TO BE DONE:
Copy out every line of the rows below, everything from the line containing "Detect the blonde" down to the line containing "xmin=351 ymin=276 xmax=380 ymax=299", with both of those lines included.

DATASET RECORDS:
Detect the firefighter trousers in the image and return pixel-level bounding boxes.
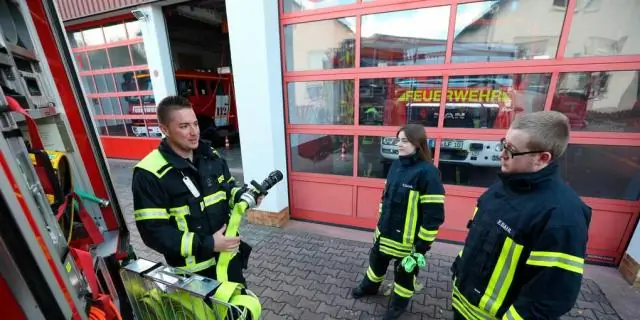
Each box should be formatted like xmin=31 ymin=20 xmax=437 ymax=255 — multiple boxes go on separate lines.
xmin=198 ymin=241 xmax=251 ymax=288
xmin=360 ymin=242 xmax=418 ymax=309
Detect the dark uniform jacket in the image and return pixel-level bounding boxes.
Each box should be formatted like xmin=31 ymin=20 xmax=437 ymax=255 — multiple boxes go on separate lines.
xmin=452 ymin=163 xmax=591 ymax=319
xmin=132 ymin=139 xmax=240 ymax=272
xmin=374 ymin=154 xmax=444 ymax=258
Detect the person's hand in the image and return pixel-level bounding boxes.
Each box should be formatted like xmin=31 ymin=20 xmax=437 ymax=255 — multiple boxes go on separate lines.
xmin=213 ymin=224 xmax=240 ymax=252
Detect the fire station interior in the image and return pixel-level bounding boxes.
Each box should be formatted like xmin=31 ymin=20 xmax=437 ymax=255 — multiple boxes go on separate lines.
xmin=164 ymin=0 xmax=239 ymax=148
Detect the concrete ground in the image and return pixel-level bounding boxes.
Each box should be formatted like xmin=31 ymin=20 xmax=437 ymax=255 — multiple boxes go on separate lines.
xmin=109 ymin=149 xmax=640 ymax=320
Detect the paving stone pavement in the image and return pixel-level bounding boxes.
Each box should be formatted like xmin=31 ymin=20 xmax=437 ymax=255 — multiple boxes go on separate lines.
xmin=109 ymin=160 xmax=621 ymax=320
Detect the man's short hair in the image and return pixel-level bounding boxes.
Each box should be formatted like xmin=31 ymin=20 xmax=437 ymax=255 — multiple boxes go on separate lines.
xmin=157 ymin=96 xmax=192 ymax=125
xmin=510 ymin=111 xmax=570 ymax=159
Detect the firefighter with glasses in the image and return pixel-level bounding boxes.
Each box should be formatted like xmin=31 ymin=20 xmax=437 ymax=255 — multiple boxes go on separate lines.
xmin=352 ymin=124 xmax=444 ymax=319
xmin=452 ymin=111 xmax=591 ymax=319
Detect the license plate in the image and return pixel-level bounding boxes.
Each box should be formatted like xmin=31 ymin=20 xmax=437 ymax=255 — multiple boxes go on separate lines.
xmin=440 ymin=140 xmax=463 ymax=150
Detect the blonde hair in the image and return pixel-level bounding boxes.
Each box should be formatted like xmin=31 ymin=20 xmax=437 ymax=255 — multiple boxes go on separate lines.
xmin=510 ymin=111 xmax=570 ymax=159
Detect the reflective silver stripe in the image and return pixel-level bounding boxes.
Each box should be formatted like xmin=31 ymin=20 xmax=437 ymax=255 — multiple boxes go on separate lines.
xmin=479 ymin=237 xmax=523 ymax=315
xmin=527 ymin=251 xmax=584 ymax=274
xmin=420 ymin=194 xmax=444 ymax=203
xmin=180 ymin=232 xmax=194 ymax=257
xmin=203 ymin=191 xmax=227 ymax=208
xmin=133 ymin=208 xmax=169 ymax=221
xmin=403 ymin=191 xmax=418 ymax=244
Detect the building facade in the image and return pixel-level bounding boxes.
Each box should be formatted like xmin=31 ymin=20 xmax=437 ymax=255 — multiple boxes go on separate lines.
xmin=58 ymin=0 xmax=640 ymax=265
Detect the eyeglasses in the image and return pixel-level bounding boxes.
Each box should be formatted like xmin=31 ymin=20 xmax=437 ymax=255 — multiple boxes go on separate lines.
xmin=499 ymin=138 xmax=547 ymax=158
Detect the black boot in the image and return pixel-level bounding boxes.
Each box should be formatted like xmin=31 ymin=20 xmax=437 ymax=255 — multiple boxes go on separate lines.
xmin=351 ymin=276 xmax=380 ymax=299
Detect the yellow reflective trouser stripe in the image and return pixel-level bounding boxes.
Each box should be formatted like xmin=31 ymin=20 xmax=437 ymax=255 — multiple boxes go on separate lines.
xmin=393 ymin=282 xmax=413 ymax=298
xmin=133 ymin=208 xmax=169 ymax=221
xmin=229 ymin=294 xmax=262 ymax=319
xmin=380 ymin=237 xmax=413 ymax=257
xmin=527 ymin=251 xmax=584 ymax=274
xmin=229 ymin=188 xmax=240 ymax=207
xmin=367 ymin=267 xmax=384 ymax=283
xmin=180 ymin=232 xmax=194 ymax=257
xmin=479 ymin=238 xmax=523 ymax=315
xmin=418 ymin=227 xmax=438 ymax=241
xmin=502 ymin=306 xmax=524 ymax=320
xmin=180 ymin=256 xmax=216 ymax=272
xmin=402 ymin=191 xmax=419 ymax=244
xmin=169 ymin=206 xmax=189 ymax=232
xmin=420 ymin=194 xmax=444 ymax=203
xmin=451 ymin=285 xmax=497 ymax=320
xmin=202 ymin=191 xmax=227 ymax=208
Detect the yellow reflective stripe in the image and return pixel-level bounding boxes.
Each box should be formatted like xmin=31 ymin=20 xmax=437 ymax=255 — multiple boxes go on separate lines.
xmin=229 ymin=294 xmax=262 ymax=319
xmin=213 ymin=281 xmax=240 ymax=302
xmin=418 ymin=227 xmax=438 ymax=241
xmin=367 ymin=267 xmax=384 ymax=283
xmin=180 ymin=256 xmax=216 ymax=272
xmin=502 ymin=306 xmax=524 ymax=320
xmin=527 ymin=251 xmax=584 ymax=274
xmin=373 ymin=227 xmax=380 ymax=243
xmin=169 ymin=206 xmax=189 ymax=232
xmin=420 ymin=194 xmax=444 ymax=203
xmin=380 ymin=245 xmax=410 ymax=258
xmin=479 ymin=237 xmax=523 ymax=315
xmin=451 ymin=285 xmax=497 ymax=320
xmin=229 ymin=186 xmax=240 ymax=207
xmin=133 ymin=208 xmax=170 ymax=221
xmin=180 ymin=232 xmax=194 ymax=257
xmin=202 ymin=191 xmax=227 ymax=208
xmin=402 ymin=190 xmax=419 ymax=244
xmin=380 ymin=237 xmax=413 ymax=252
xmin=393 ymin=282 xmax=413 ymax=298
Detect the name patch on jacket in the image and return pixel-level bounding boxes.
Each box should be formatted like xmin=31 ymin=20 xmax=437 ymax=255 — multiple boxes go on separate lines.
xmin=498 ymin=219 xmax=513 ymax=236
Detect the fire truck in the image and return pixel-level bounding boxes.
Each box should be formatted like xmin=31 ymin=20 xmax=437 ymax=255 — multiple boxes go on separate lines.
xmin=0 ymin=0 xmax=264 ymax=320
xmin=121 ymin=67 xmax=238 ymax=147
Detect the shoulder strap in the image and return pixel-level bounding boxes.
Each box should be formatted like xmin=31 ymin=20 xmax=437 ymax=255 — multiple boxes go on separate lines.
xmin=135 ymin=149 xmax=171 ymax=178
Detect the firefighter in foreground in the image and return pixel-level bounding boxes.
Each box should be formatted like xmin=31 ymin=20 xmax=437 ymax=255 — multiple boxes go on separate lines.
xmin=352 ymin=124 xmax=444 ymax=319
xmin=452 ymin=111 xmax=591 ymax=319
xmin=132 ymin=96 xmax=261 ymax=287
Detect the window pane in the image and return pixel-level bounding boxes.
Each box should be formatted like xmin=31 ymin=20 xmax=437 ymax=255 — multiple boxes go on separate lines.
xmin=560 ymin=145 xmax=640 ymax=201
xmin=358 ymin=136 xmax=435 ymax=179
xmin=359 ymin=77 xmax=442 ymax=127
xmin=551 ymin=71 xmax=640 ymax=132
xmin=291 ymin=134 xmax=353 ymax=176
xmin=565 ymin=0 xmax=640 ymax=57
xmin=93 ymin=74 xmax=116 ymax=93
xmin=452 ymin=0 xmax=566 ymax=63
xmin=282 ymin=0 xmax=356 ymax=13
xmin=94 ymin=120 xmax=109 ymax=136
xmin=80 ymin=76 xmax=96 ymax=93
xmin=113 ymin=71 xmax=139 ymax=92
xmin=107 ymin=46 xmax=131 ymax=68
xmin=284 ymin=17 xmax=356 ymax=71
xmin=360 ymin=6 xmax=449 ymax=67
xmin=287 ymin=80 xmax=354 ymax=125
xmin=102 ymin=23 xmax=127 ymax=43
xmin=105 ymin=120 xmax=127 ymax=136
xmin=442 ymin=74 xmax=551 ymax=129
xmin=438 ymin=139 xmax=501 ymax=187
xmin=87 ymin=49 xmax=109 ymax=70
xmin=126 ymin=21 xmax=142 ymax=39
xmin=82 ymin=27 xmax=104 ymax=46
xmin=131 ymin=43 xmax=147 ymax=66
xmin=73 ymin=52 xmax=91 ymax=71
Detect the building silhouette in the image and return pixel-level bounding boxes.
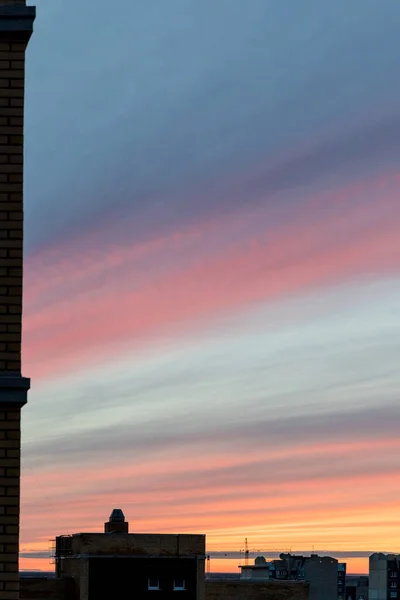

CORRECT RESULT:
Detect the blonde hair in the image and return pixel-level bounding boxes.
Each box should be formatted like xmin=31 ymin=20 xmax=437 ymax=255 — multiple boxes go on separate lines.
xmin=510 ymin=111 xmax=570 ymax=159
Detect the reflective silver stripe in the image and return pixel-level bounding boxes.
Each box should be formatted like xmin=31 ymin=20 xmax=437 ymax=255 — multiple boxes go on separate lines.
xmin=479 ymin=237 xmax=523 ymax=315
xmin=527 ymin=251 xmax=584 ymax=274
xmin=420 ymin=194 xmax=444 ymax=203
xmin=180 ymin=232 xmax=194 ymax=257
xmin=203 ymin=191 xmax=227 ymax=208
xmin=133 ymin=208 xmax=169 ymax=221
xmin=403 ymin=191 xmax=418 ymax=244
Detect the building facade in the image and return pixel-level bounding boxes.
Each box should be formatted like xmin=31 ymin=20 xmax=437 ymax=255 — multiple boxes go on separate lines.
xmin=58 ymin=0 xmax=640 ymax=265
Detect the eyeglasses in the image and return pixel-level bounding boxes.
Each box should be formatted like xmin=31 ymin=20 xmax=437 ymax=255 — multiple boxes go on separate lines.
xmin=499 ymin=138 xmax=547 ymax=158
Detect the black boot in the image and return pixel-level bounding boxes.
Each box should be formatted like xmin=31 ymin=20 xmax=437 ymax=255 — multiple boxes go on separate lines.
xmin=351 ymin=276 xmax=380 ymax=299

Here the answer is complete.